Page text =>
******************************

Breast Cancer Treatment: 16-Year-Old Claims To Have Discovered Better Cure For Deadly Disease

A 16-year-old teenager might finally have a cure for breast cancer. Krtin Nithiyanandam, an Indian high school student based in the United Kingdom, claims that he has found a way to make the cancer more responsive to treatments, particularly the form known to medical experts as the triple negative breast cancer (TNBC).

Unlike other types of cancer, a triple negative breast cancer does not have any receptors. Hence, it is harder for the cells to bind to the medication, making most breast cancer treatments unsuccessful.

But Krtin Nithiyanandam said that he has discovered a way to make this more receptive. He cites the process as "differentiating," which involves aiding a protein in the cell, called ID4, to prevent the cancer from progressing. "You have to block ID4 to allow the cancer to differentiate," he told Telegraph. "I have found a way to silence the genes that produce ID4 which turns cancer back into a less dangerous state."

The teenager made his discovery while working at the school laboratory. His work is part of The Big Bang Fair competition, which will culminate in November, per the official site. But he hopes his ideas will be acknowledged and looked into by experts, who have the resources to do further studies and compound on what the teenager has found out.

Krtin Nithiyanandam already has ideas on how the next steps of research must go. "[I'm] trying to develop a system which would allow me to successfully introduce PTEN and the ID4 inhibitors in vivo," he said in the report.

Of women suffering from breast cancer, it is believed that 10 to 20 percent have triple negative breast cancer, per Breast Cancer Org. Hormonal therapy, such as Tamoxifen or Herceptin, don't always work with TNBC, but there have been patients who have had survived for longer term via chemotherapy.

******************************

Listed records =>
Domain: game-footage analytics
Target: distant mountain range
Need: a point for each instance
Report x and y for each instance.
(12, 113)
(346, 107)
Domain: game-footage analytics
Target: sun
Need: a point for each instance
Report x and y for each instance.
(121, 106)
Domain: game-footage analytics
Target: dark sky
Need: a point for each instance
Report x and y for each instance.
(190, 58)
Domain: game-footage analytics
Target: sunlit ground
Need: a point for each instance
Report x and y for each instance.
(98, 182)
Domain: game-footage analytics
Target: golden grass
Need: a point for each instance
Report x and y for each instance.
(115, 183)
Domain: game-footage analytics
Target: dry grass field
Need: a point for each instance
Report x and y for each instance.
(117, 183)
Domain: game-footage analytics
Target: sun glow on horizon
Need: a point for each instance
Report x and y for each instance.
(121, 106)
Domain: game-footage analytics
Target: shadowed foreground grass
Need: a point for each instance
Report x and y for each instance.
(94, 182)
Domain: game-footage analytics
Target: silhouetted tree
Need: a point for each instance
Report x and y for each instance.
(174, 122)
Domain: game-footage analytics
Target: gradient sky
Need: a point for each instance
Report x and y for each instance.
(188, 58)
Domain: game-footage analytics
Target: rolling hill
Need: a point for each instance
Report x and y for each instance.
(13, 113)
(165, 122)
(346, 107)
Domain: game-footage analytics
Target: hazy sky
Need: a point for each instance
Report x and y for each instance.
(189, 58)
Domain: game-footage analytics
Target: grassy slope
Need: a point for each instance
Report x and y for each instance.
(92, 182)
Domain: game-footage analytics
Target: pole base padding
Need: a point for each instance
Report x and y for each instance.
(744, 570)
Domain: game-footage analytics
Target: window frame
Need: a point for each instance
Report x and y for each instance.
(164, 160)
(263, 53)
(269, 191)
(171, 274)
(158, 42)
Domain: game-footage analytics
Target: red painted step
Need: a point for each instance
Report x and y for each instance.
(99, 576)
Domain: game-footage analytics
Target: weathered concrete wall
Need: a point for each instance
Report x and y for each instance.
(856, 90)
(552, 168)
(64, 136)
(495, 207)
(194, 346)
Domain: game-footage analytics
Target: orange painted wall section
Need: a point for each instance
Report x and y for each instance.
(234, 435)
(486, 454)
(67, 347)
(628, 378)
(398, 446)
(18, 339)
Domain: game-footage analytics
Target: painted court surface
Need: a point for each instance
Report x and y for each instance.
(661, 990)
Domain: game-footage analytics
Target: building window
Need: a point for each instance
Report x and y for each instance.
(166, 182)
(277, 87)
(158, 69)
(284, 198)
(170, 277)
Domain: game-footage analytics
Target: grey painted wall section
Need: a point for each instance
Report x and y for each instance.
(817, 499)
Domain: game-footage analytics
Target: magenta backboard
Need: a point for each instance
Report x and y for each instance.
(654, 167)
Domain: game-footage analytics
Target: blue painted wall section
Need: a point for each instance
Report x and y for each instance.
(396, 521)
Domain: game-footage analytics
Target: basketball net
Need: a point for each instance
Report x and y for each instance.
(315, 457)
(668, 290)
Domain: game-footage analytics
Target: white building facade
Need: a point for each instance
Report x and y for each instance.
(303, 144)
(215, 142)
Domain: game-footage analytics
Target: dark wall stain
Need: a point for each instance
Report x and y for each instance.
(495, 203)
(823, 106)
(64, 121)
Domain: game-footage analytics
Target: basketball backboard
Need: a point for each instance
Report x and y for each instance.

******************************

What the task asks =>
Please explain why, according to the breast cancer article, most breast cancer treatments are unsuccessful against triple negative breast cancer. Use one to three sentences.

Response =>
Unlike other types of cancer, triple negative breast cancer does not have any receptors. Because of this, it is harder for the cells to bind to the medication, so most breast cancer treatments are unsuccessful.